§ DATASET RECORDS
— START —
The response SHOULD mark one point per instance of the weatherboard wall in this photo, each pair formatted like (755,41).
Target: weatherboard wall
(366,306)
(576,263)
— END —
— START —
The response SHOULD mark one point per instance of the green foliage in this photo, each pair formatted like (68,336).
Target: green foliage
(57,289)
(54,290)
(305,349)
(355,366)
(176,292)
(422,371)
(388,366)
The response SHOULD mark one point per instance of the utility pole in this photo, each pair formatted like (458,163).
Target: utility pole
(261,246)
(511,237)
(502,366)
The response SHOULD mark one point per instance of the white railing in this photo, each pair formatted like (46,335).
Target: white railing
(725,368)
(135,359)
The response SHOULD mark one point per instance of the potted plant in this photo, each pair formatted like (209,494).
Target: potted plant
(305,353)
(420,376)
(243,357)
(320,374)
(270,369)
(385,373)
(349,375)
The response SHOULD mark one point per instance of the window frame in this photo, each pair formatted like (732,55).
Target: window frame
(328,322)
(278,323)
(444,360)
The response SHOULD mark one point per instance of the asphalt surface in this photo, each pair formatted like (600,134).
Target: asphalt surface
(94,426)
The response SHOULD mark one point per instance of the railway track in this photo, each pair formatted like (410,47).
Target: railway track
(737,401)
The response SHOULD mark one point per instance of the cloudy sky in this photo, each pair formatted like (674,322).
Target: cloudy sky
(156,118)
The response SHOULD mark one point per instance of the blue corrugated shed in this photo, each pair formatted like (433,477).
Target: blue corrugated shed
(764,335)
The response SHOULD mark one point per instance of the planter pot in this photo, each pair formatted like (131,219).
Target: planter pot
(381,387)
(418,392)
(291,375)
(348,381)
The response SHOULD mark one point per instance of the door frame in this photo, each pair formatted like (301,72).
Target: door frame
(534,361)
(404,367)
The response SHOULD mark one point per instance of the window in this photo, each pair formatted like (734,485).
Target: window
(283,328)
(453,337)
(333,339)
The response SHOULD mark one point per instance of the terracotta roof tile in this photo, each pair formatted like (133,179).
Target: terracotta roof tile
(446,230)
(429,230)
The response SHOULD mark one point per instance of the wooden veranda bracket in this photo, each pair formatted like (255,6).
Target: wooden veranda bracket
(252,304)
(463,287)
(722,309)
— END —
§ THE EXERCISE
Show every line in the records above that contains the string "weatherboard", matching case exactly.

§ TASK SOLUTION
The response SHOULD mark one point per instance of the weatherboard wall in this photo, each pair formatted like (755,41).
Target: weatherboard wall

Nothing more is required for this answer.